* _Given data_
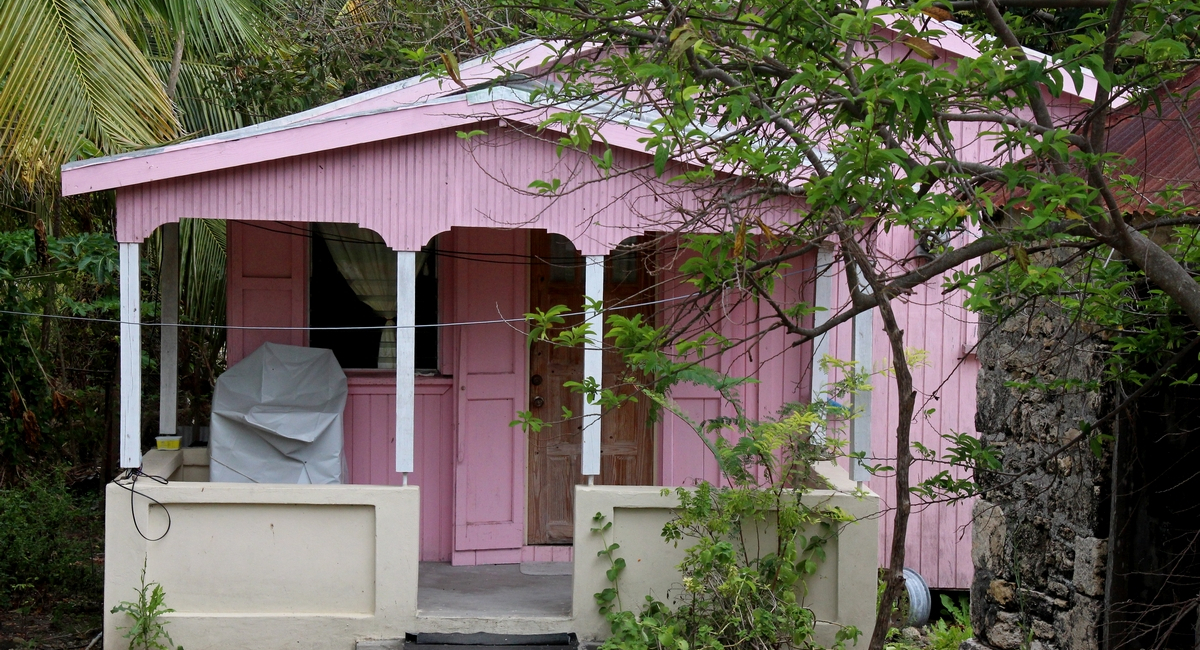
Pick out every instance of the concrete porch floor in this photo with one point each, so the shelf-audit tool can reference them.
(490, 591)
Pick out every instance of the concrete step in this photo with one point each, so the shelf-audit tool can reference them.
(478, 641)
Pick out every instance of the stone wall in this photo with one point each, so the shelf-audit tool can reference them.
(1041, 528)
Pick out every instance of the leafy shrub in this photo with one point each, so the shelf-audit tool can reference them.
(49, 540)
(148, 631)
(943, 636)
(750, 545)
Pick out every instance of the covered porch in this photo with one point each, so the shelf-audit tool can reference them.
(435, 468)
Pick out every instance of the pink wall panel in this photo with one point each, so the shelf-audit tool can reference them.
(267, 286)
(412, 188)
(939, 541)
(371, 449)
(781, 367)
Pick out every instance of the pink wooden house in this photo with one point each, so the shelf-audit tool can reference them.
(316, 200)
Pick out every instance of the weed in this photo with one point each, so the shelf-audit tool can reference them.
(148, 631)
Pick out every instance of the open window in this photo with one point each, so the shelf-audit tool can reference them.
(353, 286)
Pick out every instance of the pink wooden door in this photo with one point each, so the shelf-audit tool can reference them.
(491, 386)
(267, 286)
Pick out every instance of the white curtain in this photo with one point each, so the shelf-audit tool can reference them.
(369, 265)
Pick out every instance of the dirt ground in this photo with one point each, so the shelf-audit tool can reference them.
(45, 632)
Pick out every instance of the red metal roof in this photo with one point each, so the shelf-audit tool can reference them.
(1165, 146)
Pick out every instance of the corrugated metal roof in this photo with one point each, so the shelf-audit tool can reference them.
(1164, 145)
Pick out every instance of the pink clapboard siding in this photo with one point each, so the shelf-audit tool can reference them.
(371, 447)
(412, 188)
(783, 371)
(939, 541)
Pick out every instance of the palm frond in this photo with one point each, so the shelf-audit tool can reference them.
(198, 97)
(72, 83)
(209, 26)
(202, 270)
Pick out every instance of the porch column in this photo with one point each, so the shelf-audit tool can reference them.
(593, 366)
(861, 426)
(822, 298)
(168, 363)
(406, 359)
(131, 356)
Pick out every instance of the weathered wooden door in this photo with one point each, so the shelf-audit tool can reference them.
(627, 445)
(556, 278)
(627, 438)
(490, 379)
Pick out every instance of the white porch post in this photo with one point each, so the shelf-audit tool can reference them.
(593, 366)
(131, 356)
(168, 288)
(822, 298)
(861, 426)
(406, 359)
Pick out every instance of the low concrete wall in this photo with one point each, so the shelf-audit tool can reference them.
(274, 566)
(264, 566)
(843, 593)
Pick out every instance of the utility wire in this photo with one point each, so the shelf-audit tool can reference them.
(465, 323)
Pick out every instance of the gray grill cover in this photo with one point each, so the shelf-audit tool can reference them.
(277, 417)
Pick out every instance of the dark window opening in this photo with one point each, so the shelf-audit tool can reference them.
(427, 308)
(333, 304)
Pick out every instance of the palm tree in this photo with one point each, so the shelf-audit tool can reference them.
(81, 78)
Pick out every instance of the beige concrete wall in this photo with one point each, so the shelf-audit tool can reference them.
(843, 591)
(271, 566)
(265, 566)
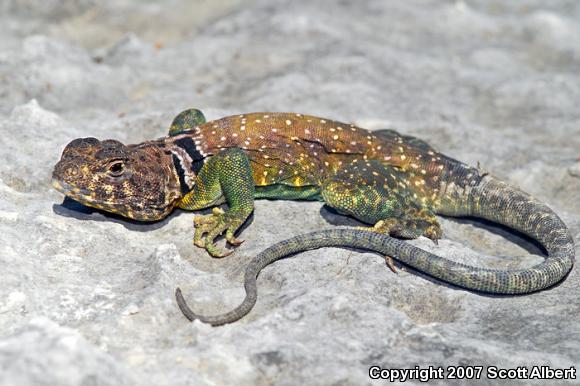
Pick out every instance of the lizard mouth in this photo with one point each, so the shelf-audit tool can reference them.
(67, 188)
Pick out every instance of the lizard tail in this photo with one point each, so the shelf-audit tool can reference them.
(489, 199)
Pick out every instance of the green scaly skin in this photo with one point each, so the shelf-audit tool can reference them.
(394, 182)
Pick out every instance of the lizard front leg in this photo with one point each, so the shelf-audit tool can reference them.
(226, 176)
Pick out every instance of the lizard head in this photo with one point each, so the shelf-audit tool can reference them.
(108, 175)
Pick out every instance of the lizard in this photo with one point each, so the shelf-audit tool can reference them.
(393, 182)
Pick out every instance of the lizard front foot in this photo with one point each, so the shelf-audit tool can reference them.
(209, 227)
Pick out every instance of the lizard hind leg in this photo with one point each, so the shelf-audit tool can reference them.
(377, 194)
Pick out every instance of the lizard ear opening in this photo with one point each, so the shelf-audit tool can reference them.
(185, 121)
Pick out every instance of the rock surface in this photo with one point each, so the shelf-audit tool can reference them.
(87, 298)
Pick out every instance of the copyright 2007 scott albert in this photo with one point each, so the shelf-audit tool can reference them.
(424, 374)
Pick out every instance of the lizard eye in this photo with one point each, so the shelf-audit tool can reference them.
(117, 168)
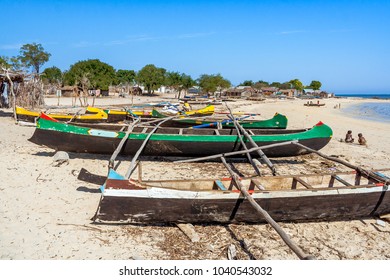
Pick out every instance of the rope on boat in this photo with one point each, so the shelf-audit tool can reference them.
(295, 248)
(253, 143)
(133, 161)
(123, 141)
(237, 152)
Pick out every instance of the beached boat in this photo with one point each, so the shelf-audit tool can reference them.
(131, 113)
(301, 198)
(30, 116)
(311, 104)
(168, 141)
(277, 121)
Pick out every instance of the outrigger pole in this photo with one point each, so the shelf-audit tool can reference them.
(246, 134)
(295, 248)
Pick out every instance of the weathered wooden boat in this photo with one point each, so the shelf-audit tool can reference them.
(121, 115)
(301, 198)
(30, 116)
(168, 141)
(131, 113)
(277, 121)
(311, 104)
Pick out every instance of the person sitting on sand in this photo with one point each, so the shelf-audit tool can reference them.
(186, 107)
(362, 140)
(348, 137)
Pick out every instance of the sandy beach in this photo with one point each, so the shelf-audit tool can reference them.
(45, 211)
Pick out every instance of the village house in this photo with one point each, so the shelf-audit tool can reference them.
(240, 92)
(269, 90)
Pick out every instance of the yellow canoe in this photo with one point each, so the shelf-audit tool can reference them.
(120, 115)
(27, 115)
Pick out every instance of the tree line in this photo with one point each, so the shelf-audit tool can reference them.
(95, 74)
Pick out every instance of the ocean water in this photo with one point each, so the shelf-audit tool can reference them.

* _What the task requires_
Reproduce every line of the material precisely, omitting its pictures.

* _Reply_
Pick out every instance of the concrete porch floor in this photo with one point each, so the shelf-audit tool can reference them.
(490, 591)
Pick out every instance of the concrete step in this photo with one point each, so the shelf-audit tool can reference them.
(478, 641)
Pick out every instance of the stone wall in this photo with one point each, so the shelf-audit tool can reference them.
(1041, 528)
Pick out every instance of the leafy shrub in this photo with one point each, so the shelf-audit tool can reference them.
(49, 540)
(148, 631)
(943, 636)
(750, 545)
Pick out every instance of the covered porch in this photo with one point each, so the shelf-audit tool can reference them.
(435, 468)
Pick out every instance of the pink wall panel in this photo with one point each, so the shelf-audit tool can reference them.
(267, 286)
(412, 188)
(939, 541)
(371, 449)
(781, 367)
Pick out every instance of the pink wooden house in this photo with one point each, so the shelf-audit tool can reference them.
(316, 200)
Pick out every instance of the weed in this photo with one point each, so the shelf-audit tool can reference them.
(148, 631)
Pick out every instance of the open window in this photo with one point each, so the shelf-audit tool can reference them.
(353, 286)
Pick out every instance of the pink wooden door in this photo with one point each, so the shelf-audit tool can reference them.
(491, 386)
(267, 286)
Pick out every instance of the white curtain in this photo with one point each, so the shelf-audit tool can reference them.
(369, 265)
Pick out every instance of the dirt ground in this photo with one point each, so the shelf-audit tool can reference them.
(45, 632)
Pick out every instance of the red metal roof in this photo with one point each, so the shelf-audit tool can reference them.
(1165, 146)
Pick out every instance of the corrugated metal roof in this photo with one point each, so the shelf-audit tool can reference them.
(1164, 145)
Pick out every instance of the pink clapboard siding in this photo with one point each, so the shelf-audit tool can reference them.
(371, 447)
(412, 188)
(783, 371)
(939, 541)
Pick out every instance of the palm frond in this photo with one point each, so the shelf-audit tool can reference them.
(198, 97)
(72, 83)
(209, 26)
(202, 270)
Pick out every instance of the porch column in this photo with one point each, so the shelf-audit tool can reference them.
(593, 366)
(861, 426)
(822, 298)
(168, 363)
(406, 359)
(131, 356)
Pick out every instance of the weathered wooden door in this photo with one point each, so the shelf-audit tool can reference them.
(627, 445)
(556, 278)
(627, 438)
(490, 379)
Pick out every instance of the white porch post in this photo with one point each, so the shelf-audit tool can reference them.
(593, 366)
(131, 356)
(168, 288)
(822, 298)
(861, 426)
(406, 359)
Pick out every instance of the low concrete wall in this photo with one point each, so the shelf-audit tool can reference them.
(274, 566)
(264, 566)
(843, 593)
Pick out every instance of the utility wire in this photo with one point each, so the shelf-audit tool can reference them.
(465, 323)
Pick out every instance of the gray grill cover in this photo with one point each, so the shelf-audit tool can reference them.
(277, 417)
Pick out every instance of the dark window opening in this photo with one point each, so the shelf-audit tool can reference them.
(427, 308)
(333, 304)
Pick out every instance of the palm tree in this photo with one point each, so the shelf-audit tool can reference them.
(81, 78)
Pick out every instance of the beige concrete wall in this photo with one point each, so the shelf-audit tool can reference them.
(843, 591)
(271, 566)
(265, 566)
Pick out every instance of the lizard mouth in this photo with one point each, so the shelf-audit tool can reference them.
(67, 188)
Pick out every instance of the lizard tail in this photo with one point each, so the shelf-audit tool can reference them.
(489, 199)
Pick out every instance of the green scaly skin in this photo with one point each, so the shelf-audit tool can reference them.
(394, 182)
Pick out every instance of the lizard front leg in this photo with one point each, so the shelf-audit tool can reference them.
(226, 176)
Pick out every instance of the lizard head in this photo with one point each, so the shelf-audit tool can reference them.
(108, 175)
Pick out every instance of the lizard in this photo with one point each, so the shelf-audit tool can reference them.
(393, 182)
Pick out every instance of the lizard front foot in this photo with one point each, so the shelf-audit tool can reference them.
(209, 227)
Pick out every instance of the lizard hind leg in this photo with one point each, so the shelf-audit tool can reference them.
(377, 194)
Pick out every instance of the lizard ear opening in this photo with one point each, so the shelf-audit tool can reference them.
(185, 121)
Pick out every instance of the rock surface in this photo with one point each, so the shelf-audit tool can reference them.
(87, 298)
Pick out every instance of the copyright 2007 scott albert in this photo with one point each, so the shelf-audit tool can reference them.
(424, 374)
Pick out every instance of the lizard eye in this photo with one point each, so the shelf-audit tool can reference them.
(117, 168)
Pick out every instance of the rope on boat in this photo with one point each, so the shelf-audit tool can reference them.
(295, 248)
(253, 143)
(133, 161)
(123, 141)
(237, 152)
Pick out every instance of the beached boat in this photo with one point each, so the shelf-audit tool can reference them.
(131, 113)
(301, 198)
(30, 116)
(311, 104)
(168, 141)
(277, 121)
Pick out every instance of the outrigger pole in this photo with one point each, so the shelf-audit tool can reference them.
(246, 134)
(295, 248)
Pick out every instance of the weathered wooden boat in this photo with one point each, so the shelf-audit tool can reference them.
(121, 115)
(301, 198)
(30, 116)
(168, 141)
(131, 113)
(277, 121)
(311, 104)
Pick out every instance of the person sitting on sand in this photo with one point each, so the shelf-audit tool can reference them.
(186, 107)
(362, 140)
(348, 137)
Pick out every instance of the sandy beach in this photo with one point each, so the shelf-audit tool can reference them.
(45, 211)
Pick out every instance of the village house in this photo with one point each, so the shelf-audit tool can reference them.
(240, 92)
(269, 90)
Pick out every instance of the yellow canoe in this photo with one point each, so the shelf-audit tool can reference them.
(120, 115)
(27, 115)
Pick out every instance of the tree line in this photo with one point each, so the shelf-audit tool can reference them.
(95, 74)
Pick out every instance of the ocean water in this photo with one point each, so the shelf-audit tool can reference them.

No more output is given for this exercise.